**WRITTEN PROBLEM**:
Please lay out the records as a Markdown table, from the line containing "Exercise. Point out the ceiling fan motor" through the end of the records, with columns Row and Line. Number each row and skip blank lines.

**LISTED RECORDS**:
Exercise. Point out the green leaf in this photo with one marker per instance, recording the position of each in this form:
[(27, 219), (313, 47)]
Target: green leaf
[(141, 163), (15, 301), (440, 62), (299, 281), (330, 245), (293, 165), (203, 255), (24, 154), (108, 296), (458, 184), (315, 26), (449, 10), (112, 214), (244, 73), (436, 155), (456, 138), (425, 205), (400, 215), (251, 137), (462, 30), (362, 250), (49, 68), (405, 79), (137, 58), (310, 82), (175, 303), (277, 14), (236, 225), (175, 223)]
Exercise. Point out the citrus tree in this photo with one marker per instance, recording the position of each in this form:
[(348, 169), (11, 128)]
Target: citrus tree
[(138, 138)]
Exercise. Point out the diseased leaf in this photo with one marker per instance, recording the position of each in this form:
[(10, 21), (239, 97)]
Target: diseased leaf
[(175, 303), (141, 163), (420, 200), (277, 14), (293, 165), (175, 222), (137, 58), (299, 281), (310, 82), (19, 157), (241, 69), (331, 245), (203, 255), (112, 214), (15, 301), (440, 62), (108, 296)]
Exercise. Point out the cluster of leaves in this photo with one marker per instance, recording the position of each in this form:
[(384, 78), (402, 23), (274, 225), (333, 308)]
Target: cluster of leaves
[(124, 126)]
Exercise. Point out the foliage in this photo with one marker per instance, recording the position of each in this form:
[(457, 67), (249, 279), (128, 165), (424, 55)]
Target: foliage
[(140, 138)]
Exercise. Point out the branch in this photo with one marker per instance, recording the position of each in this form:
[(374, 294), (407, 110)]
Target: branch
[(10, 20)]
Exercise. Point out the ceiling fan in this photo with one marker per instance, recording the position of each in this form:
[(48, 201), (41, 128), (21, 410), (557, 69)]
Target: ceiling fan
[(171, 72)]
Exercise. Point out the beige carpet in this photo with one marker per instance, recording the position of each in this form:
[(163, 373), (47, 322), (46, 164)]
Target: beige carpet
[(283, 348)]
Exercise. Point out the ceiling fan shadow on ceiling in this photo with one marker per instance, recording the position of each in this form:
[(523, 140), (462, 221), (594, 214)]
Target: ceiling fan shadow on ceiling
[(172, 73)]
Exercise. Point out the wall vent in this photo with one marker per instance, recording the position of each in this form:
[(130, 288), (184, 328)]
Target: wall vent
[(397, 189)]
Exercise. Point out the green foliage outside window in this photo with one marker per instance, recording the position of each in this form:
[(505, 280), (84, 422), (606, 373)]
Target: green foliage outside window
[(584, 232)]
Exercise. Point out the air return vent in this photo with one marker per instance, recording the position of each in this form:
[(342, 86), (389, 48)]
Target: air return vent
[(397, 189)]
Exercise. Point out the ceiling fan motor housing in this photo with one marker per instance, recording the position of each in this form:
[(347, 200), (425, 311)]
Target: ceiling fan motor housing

**PROBLEM SOLUTION**:
| Row | Line |
|---|---|
| 1 | Exercise. Point out the ceiling fan motor housing in this photo with one marker per instance, recording the position of each in this form: |
| 2 | [(347, 200), (425, 311)] |
| 3 | Target: ceiling fan motor housing |